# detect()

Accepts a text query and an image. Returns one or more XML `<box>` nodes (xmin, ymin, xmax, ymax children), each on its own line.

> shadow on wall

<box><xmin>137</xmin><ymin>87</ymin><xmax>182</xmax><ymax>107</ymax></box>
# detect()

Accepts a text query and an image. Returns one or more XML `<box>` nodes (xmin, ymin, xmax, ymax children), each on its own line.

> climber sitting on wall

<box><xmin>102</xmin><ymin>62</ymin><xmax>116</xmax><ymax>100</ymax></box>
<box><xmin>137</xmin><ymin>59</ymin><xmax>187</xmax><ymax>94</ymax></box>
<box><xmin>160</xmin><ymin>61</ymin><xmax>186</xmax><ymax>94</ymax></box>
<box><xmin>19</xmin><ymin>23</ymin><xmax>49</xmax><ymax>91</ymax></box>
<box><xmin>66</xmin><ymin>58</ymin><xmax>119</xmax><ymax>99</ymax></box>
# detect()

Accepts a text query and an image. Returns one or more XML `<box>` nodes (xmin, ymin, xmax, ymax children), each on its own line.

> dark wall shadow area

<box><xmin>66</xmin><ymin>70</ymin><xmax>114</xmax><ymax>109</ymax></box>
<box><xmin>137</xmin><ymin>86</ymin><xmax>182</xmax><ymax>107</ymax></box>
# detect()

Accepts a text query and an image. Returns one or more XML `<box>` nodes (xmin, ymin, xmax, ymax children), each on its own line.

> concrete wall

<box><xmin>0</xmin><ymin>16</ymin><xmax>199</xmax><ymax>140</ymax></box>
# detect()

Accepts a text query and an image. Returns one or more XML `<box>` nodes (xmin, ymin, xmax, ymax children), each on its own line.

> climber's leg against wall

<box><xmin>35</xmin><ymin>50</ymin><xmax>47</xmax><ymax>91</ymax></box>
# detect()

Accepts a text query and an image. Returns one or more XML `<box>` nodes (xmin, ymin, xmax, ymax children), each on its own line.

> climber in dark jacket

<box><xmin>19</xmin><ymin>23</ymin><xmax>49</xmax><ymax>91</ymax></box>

========

» **Task**
Transcribe the whole listing exactly.

» **Solution**
# detect()

Accepts a text query and an image. Returns one or more XML `<box>` nodes (xmin, ymin, xmax, ymax children), each on its own line.

> shadow on wall

<box><xmin>137</xmin><ymin>87</ymin><xmax>182</xmax><ymax>107</ymax></box>
# detect()

Accepts a text query and an image. Returns one or more XML `<box>` nodes (xmin, ymin, xmax, ymax children), each on its own line.

> climber sitting on wall

<box><xmin>102</xmin><ymin>62</ymin><xmax>116</xmax><ymax>100</ymax></box>
<box><xmin>137</xmin><ymin>59</ymin><xmax>187</xmax><ymax>94</ymax></box>
<box><xmin>160</xmin><ymin>61</ymin><xmax>186</xmax><ymax>94</ymax></box>
<box><xmin>19</xmin><ymin>23</ymin><xmax>49</xmax><ymax>91</ymax></box>
<box><xmin>66</xmin><ymin>58</ymin><xmax>119</xmax><ymax>99</ymax></box>
# detect()

Accepts a text query and an image. Returns one or more XML `<box>` nodes (xmin, ymin, xmax, ymax children), each on its own line.

> dark wall shadow area

<box><xmin>66</xmin><ymin>70</ymin><xmax>114</xmax><ymax>109</ymax></box>
<box><xmin>137</xmin><ymin>86</ymin><xmax>182</xmax><ymax>107</ymax></box>
# detect()

Accepts a text query and an image. Returns one or more XML `<box>` nodes (xmin, ymin, xmax, ymax children), each on its own line.

> concrete wall

<box><xmin>0</xmin><ymin>16</ymin><xmax>199</xmax><ymax>140</ymax></box>
# detect()

Accepts a text query and an image. Returns one or more XML `<box>` nodes (xmin, ymin, xmax, ymax children), each on its own line.

> climber's leg against wall

<box><xmin>35</xmin><ymin>50</ymin><xmax>47</xmax><ymax>91</ymax></box>
# detect()

Accepts a text query and an image. Returns one or more XML `<box>` nodes (xmin, ymin, xmax, ymax children), each on its own line.

> climber in dark jacket

<box><xmin>19</xmin><ymin>23</ymin><xmax>49</xmax><ymax>91</ymax></box>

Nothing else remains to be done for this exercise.